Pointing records
# # # # #
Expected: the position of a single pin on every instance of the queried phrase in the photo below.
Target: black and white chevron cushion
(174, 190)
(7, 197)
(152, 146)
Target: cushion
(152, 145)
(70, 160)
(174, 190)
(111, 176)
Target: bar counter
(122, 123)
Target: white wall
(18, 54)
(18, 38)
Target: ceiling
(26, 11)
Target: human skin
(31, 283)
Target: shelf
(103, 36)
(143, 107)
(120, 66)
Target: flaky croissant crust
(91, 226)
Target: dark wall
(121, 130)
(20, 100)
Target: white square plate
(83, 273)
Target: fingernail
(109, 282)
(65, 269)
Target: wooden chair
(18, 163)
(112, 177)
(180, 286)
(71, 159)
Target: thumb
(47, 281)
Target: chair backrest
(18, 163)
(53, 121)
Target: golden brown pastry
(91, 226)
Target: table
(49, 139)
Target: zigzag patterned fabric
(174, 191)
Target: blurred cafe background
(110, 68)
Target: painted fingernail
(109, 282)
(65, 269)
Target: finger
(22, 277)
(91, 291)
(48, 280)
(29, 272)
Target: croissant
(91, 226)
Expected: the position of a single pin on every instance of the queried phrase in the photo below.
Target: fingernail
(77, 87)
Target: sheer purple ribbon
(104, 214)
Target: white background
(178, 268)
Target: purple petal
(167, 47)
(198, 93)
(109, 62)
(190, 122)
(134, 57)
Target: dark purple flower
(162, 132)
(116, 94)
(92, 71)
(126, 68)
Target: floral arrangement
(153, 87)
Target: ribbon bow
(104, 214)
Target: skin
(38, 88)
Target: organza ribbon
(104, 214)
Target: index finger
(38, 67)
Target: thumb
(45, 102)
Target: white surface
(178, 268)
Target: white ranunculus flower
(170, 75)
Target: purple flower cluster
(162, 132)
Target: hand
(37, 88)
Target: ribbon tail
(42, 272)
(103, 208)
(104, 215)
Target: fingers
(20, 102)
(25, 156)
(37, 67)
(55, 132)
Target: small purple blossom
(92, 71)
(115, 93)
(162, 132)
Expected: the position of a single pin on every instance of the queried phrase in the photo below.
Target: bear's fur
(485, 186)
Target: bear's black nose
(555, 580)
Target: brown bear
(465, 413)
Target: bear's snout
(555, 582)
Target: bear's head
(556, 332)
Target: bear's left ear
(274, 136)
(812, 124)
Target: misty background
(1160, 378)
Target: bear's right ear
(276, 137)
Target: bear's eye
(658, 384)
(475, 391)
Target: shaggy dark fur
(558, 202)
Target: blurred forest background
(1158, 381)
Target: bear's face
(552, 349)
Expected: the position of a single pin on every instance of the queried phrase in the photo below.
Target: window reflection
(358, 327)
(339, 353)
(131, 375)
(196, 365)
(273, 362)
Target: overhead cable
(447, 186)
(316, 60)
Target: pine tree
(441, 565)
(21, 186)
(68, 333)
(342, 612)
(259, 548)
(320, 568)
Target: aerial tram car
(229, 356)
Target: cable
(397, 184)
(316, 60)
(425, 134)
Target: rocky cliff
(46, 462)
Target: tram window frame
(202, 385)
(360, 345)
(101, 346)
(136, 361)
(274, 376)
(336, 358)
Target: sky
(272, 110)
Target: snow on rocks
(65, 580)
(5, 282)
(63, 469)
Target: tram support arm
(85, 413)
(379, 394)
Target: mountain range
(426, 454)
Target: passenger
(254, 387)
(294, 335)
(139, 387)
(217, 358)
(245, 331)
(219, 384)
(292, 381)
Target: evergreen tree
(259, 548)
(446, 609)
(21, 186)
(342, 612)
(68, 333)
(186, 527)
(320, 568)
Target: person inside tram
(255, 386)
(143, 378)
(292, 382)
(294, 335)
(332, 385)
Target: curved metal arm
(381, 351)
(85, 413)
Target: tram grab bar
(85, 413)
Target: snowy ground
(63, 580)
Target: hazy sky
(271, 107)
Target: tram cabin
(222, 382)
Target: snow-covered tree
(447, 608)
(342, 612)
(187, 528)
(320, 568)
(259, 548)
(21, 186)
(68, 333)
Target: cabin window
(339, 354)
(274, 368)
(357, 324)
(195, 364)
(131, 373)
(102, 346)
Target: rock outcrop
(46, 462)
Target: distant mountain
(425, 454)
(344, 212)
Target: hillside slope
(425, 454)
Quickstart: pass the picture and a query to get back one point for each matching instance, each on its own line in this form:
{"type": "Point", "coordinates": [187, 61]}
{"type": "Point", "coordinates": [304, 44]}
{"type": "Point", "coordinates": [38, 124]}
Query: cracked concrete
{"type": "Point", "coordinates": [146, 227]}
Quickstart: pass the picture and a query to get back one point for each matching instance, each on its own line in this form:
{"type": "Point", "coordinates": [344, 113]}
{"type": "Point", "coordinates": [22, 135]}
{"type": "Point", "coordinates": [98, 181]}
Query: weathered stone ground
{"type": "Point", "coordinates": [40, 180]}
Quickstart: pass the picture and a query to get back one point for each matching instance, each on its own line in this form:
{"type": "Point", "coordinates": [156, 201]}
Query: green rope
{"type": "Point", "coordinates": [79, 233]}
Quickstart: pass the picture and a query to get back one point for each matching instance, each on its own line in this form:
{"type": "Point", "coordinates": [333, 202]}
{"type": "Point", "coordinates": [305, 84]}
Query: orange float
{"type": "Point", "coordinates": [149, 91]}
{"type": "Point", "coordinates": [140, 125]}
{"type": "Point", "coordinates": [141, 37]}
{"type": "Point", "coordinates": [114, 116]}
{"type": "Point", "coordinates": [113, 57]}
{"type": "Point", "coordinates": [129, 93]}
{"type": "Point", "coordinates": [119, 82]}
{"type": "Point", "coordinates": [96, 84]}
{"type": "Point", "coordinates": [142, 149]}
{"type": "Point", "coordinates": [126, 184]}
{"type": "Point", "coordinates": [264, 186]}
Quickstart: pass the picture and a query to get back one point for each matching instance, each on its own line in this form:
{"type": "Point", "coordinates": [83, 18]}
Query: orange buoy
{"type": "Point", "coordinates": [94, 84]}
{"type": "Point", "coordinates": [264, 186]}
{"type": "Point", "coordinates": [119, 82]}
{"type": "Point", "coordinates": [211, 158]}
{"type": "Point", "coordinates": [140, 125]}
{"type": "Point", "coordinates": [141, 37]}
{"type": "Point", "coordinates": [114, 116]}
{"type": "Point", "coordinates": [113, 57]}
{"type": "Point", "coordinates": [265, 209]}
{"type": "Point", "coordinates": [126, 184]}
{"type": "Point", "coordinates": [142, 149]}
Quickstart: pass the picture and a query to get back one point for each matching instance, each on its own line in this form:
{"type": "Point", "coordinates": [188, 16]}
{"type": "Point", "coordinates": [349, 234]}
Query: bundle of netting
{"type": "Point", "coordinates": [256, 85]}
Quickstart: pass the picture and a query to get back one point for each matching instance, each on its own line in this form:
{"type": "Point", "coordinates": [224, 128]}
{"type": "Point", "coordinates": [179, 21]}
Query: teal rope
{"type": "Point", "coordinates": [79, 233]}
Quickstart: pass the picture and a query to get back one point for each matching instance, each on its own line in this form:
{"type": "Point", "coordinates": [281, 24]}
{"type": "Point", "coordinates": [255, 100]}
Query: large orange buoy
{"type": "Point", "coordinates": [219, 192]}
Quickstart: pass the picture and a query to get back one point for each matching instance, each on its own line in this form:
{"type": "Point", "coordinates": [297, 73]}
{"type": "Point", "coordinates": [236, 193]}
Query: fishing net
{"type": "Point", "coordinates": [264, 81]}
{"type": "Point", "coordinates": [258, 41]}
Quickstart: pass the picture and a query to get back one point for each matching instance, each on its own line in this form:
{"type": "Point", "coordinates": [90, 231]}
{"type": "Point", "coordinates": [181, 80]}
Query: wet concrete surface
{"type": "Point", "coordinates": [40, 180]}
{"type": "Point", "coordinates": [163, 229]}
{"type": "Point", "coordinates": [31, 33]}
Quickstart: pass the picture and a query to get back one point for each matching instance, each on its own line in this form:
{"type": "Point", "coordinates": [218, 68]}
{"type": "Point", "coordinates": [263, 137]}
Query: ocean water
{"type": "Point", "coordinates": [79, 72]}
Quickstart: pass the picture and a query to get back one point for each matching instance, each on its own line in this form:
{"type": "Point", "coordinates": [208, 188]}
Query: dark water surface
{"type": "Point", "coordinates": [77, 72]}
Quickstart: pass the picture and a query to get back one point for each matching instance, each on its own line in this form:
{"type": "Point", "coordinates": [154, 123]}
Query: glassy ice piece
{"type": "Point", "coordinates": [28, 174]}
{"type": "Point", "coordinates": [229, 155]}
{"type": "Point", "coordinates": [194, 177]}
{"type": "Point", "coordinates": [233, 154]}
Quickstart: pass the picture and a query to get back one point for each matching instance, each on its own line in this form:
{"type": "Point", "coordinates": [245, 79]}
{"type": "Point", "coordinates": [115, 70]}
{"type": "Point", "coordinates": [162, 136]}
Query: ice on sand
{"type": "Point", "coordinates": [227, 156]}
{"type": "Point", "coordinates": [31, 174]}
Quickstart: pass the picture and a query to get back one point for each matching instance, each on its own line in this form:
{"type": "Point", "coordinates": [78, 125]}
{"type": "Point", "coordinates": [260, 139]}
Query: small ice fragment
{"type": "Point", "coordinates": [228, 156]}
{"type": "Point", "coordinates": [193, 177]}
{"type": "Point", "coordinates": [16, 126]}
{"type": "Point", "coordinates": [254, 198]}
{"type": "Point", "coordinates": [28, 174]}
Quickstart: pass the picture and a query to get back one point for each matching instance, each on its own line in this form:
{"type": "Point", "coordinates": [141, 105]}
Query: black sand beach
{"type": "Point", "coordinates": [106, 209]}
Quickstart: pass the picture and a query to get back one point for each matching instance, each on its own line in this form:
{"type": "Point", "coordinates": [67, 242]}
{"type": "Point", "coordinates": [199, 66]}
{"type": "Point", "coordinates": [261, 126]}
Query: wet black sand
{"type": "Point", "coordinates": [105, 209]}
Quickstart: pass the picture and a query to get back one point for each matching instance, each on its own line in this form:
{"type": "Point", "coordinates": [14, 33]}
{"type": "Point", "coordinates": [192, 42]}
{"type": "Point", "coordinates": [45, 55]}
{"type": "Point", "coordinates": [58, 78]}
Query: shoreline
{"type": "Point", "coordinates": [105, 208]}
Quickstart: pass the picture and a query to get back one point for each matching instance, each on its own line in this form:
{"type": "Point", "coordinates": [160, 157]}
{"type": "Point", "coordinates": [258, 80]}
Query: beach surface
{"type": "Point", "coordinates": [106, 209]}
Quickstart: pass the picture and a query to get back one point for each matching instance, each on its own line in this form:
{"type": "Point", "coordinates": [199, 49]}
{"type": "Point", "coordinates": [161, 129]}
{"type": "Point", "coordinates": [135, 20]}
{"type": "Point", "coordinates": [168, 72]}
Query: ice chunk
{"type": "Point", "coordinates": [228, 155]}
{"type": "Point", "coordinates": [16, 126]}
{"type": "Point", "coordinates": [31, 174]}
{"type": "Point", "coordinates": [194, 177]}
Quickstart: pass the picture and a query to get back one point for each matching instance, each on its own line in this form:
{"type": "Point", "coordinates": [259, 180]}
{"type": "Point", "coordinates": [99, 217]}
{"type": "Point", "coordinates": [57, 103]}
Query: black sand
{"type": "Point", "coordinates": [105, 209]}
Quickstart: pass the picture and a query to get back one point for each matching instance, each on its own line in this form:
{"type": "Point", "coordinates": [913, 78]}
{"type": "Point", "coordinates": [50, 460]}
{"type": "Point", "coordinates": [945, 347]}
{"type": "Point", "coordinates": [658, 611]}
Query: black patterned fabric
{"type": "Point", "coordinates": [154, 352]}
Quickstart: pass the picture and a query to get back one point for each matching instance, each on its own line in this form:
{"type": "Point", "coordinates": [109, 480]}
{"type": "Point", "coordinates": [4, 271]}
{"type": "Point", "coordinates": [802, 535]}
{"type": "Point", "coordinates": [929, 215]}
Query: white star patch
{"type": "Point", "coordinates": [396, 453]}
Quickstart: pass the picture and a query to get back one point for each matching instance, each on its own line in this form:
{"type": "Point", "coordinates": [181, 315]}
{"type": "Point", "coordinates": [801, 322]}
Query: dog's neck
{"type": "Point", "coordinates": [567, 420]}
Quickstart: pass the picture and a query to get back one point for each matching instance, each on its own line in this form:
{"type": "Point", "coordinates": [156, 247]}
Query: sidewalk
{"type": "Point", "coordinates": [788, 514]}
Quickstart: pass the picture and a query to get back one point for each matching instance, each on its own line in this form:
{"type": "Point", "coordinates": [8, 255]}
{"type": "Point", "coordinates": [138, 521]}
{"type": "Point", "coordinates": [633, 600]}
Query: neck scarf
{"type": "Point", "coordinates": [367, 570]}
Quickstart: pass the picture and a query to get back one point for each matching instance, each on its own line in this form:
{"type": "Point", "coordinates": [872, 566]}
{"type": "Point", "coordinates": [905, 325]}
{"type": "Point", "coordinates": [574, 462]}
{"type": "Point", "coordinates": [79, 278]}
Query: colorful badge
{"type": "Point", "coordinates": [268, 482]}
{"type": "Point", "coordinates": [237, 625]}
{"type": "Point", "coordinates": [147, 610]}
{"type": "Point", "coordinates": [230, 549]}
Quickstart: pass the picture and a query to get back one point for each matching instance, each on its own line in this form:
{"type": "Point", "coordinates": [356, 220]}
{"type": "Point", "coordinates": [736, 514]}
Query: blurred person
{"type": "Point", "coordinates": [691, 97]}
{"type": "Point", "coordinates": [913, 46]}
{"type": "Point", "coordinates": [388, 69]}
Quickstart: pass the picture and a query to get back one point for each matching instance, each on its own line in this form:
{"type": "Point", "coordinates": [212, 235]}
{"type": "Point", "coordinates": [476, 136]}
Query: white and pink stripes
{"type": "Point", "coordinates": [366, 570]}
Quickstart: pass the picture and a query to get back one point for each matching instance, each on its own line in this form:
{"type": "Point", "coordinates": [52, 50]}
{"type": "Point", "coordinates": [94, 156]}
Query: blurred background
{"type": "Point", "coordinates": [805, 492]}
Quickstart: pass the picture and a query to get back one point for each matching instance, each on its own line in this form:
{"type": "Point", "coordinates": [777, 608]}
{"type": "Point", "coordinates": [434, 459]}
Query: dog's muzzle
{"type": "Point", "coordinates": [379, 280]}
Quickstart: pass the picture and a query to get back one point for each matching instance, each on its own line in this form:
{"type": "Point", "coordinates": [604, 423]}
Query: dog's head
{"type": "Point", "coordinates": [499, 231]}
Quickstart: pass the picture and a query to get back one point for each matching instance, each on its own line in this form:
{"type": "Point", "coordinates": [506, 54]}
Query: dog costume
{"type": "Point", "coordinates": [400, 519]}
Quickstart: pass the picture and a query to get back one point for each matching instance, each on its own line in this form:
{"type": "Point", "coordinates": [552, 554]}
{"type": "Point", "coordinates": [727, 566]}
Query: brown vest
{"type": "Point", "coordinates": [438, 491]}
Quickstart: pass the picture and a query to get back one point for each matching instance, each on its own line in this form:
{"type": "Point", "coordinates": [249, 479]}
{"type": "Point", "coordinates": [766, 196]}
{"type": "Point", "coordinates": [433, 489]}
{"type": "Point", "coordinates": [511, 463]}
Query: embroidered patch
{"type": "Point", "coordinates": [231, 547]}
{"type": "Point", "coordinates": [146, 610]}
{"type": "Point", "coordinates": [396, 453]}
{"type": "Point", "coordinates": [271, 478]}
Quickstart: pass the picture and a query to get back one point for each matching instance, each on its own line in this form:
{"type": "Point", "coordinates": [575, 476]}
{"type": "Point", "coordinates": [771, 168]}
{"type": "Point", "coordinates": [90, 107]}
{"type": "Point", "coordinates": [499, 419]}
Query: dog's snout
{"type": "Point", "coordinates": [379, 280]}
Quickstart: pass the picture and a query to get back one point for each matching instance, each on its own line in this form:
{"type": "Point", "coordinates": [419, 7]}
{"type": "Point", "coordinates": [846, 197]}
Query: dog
# # # # #
Find every line in the data above that contains the string "croissant", and copy each of those lines.

### Final result:
Target: flaky croissant crust
Target: croissant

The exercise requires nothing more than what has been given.